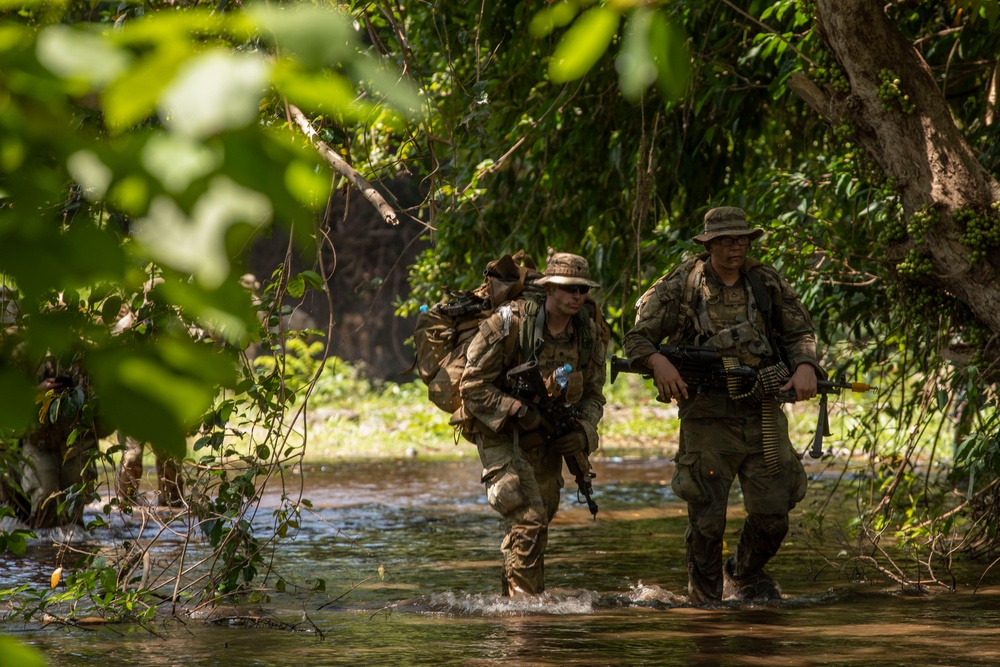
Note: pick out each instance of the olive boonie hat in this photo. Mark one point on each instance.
(726, 221)
(567, 269)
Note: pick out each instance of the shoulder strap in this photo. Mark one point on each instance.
(686, 311)
(763, 299)
(529, 333)
(532, 330)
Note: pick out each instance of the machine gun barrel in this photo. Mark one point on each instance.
(560, 418)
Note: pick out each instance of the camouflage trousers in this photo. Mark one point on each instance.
(169, 476)
(523, 486)
(713, 453)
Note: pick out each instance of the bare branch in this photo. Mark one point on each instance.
(340, 164)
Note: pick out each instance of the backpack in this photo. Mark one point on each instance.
(443, 332)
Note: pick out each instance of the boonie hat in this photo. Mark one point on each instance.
(726, 221)
(567, 269)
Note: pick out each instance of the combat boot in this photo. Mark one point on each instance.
(758, 587)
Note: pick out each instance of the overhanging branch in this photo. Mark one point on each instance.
(341, 166)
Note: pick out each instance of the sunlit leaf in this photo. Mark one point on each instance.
(216, 91)
(583, 44)
(320, 92)
(196, 245)
(310, 185)
(17, 399)
(177, 161)
(383, 78)
(556, 15)
(73, 53)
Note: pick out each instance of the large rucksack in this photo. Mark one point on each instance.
(443, 331)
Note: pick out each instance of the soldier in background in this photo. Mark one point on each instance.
(522, 470)
(723, 299)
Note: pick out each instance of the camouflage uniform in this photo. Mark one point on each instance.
(523, 482)
(720, 438)
(169, 474)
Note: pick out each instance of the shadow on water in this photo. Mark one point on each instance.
(616, 591)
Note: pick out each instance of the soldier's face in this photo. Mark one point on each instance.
(566, 300)
(728, 252)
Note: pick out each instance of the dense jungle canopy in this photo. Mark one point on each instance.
(145, 145)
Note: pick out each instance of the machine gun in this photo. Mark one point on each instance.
(558, 419)
(703, 369)
(462, 304)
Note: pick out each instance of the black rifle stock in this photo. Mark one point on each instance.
(558, 419)
(702, 369)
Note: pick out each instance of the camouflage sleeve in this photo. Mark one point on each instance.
(592, 404)
(481, 393)
(798, 335)
(656, 316)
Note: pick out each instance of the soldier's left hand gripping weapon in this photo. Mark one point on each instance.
(558, 419)
(703, 369)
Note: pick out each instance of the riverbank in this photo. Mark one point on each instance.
(401, 423)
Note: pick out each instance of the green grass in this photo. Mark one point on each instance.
(397, 420)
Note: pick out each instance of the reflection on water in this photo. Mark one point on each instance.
(616, 591)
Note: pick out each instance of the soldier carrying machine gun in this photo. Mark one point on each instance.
(706, 370)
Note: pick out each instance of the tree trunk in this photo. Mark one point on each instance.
(933, 166)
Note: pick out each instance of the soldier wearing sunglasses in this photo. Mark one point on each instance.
(725, 300)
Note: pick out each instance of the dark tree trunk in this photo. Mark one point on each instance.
(933, 166)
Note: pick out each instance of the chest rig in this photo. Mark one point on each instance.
(737, 320)
(730, 319)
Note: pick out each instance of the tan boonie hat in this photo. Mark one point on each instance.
(726, 221)
(567, 269)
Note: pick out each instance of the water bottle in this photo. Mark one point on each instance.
(562, 376)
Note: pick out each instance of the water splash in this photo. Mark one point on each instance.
(468, 604)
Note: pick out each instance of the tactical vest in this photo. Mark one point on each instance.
(530, 335)
(737, 319)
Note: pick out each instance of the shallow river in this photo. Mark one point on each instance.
(616, 591)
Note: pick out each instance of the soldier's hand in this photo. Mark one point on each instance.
(803, 381)
(571, 443)
(574, 387)
(528, 418)
(667, 378)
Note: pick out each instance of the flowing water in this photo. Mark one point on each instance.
(616, 591)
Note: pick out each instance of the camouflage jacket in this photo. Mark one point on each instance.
(495, 349)
(674, 310)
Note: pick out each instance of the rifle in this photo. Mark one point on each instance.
(558, 419)
(702, 368)
(462, 304)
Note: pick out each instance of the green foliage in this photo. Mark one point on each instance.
(982, 231)
(891, 93)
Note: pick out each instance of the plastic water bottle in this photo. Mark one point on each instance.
(562, 376)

^^^^^^^^

## Exercise description
Produce a verbatim transcription of every line in the listing, images omitted.

## Final answer
Note: pick out each instance of the olive boonie hat in this photo. Mark one point on each instance.
(726, 221)
(567, 269)
Note: pick out each instance of the shoulder strap in this photo. Mark one point on each instance.
(686, 311)
(763, 299)
(529, 333)
(532, 330)
Note: pick out each instance of the machine gun barrel in this photo. Mark one point on each instance.
(560, 418)
Note: pick out each instance of the camouflage trousers in this photo. Mark one point on each instance.
(169, 476)
(523, 486)
(713, 453)
Note: pick out each instance of the bare branch in this photo. Mark one point on each instance.
(340, 164)
Note: pick out each instance of the backpack in this photo. Mark one point on each instance.
(443, 332)
Note: pick out each instance of the boonie hat in this photo. Mark one point on each instance.
(726, 221)
(567, 269)
Note: pick out each instance of the combat boot in this photo. Mark one point on each instance.
(758, 587)
Note: pick out each instance of the overhanging branch in this photo. Mark one point on each instance.
(341, 166)
Note: pick out each instance of the sunlit leaf in this photo. Mark one point on each instance.
(216, 91)
(583, 44)
(320, 92)
(196, 245)
(310, 185)
(17, 399)
(177, 161)
(383, 78)
(556, 15)
(73, 53)
Note: pick out each instance of the large rucksack in this photo. Mark one point on each instance.
(443, 331)
Note: pick out each instance of the soldier in background in this photo. Mark one point on each instance.
(522, 470)
(723, 299)
Note: pick out each instance of the camouflage uniform in this photo. Mark one point on each instance.
(523, 482)
(720, 438)
(169, 474)
Note: pick out each instance of the shadow on water in this photo. Mark one point on each instance.
(616, 591)
Note: pick out each instance of the soldier's face in this photo. Mark one point on each instance.
(566, 300)
(728, 252)
Note: pick out each instance of the dense jungle canopy in this photo. Mark one point on each instance.
(145, 145)
Note: pick out each instance of the machine gun in this photo. Mark one point on each instance.
(558, 419)
(703, 369)
(462, 304)
Note: pick out each instance of the black rifle stock in this photo. Mark one point on each instance.
(558, 419)
(702, 369)
Note: pick out each instance of the camouflage sleeve in this photo. Mark one point on each instance.
(592, 404)
(481, 393)
(798, 335)
(656, 316)
Note: pick out each instance of the soldier's left hand gripping weapon in this photo. Mark one point on each instance.
(558, 419)
(703, 369)
Note: pick out each instance of the riverbank in this photo. Mark one point on each instance.
(401, 423)
Note: pick out each instance of the green grass in this photo. Mark one point on each instance.
(397, 420)
Note: pick out each instance of the reflection on water in this photo. Mark one point on each instance.
(616, 591)
Note: pick out each instance of the soldier carrying machine gun in this photo. Mark one point on each instance.
(706, 370)
Note: pick out each instance of the tree trunk in this photo. Mark one point on each instance.
(933, 166)
Note: pick out each instance of the soldier wearing sunglasses in this photo. Mark one point on each instance.
(725, 300)
Note: pick out each instance of the dark tree trunk in this photo. Mark one point on each instance.
(933, 166)
Note: pick out each instance of the chest rig in this photo. Mark one point on each instance.
(737, 320)
(730, 319)
Note: pick out each instance of the tan boonie hat in this photo. Mark one point on each instance.
(726, 221)
(567, 269)
Note: pick out each instance of the water bottle in this photo. Mark one point on each instance.
(562, 376)
Note: pick out each instance of the water splash in this photo. Mark one point on each instance.
(468, 604)
Note: pick out each instance of the tactical vest in this photo. Mark one point on each instance.
(530, 335)
(737, 319)
Note: pick out each instance of the shallow river in this photo. Mark one point on each instance.
(616, 591)
Note: pick out each instance of the soldier's hand in this photo. Mark one point on each instance.
(803, 381)
(571, 443)
(574, 387)
(528, 418)
(667, 378)
Note: pick out each instance of the flowing water in this photo. Mark one point on each instance.
(616, 591)
Note: pick out each instance of the camouflage jacket in this photo. Mark one point on each instance.
(495, 349)
(674, 310)
Note: pick out each instance of the rifle in this photo. Mark one point on each instance.
(558, 419)
(702, 368)
(462, 304)
Note: pick out each instance of the green foliage in this photo. Mark one point on each instance.
(982, 231)
(891, 93)
Note: pick out each instance of the plastic water bottle in this photo. Mark one point on each instance.
(562, 376)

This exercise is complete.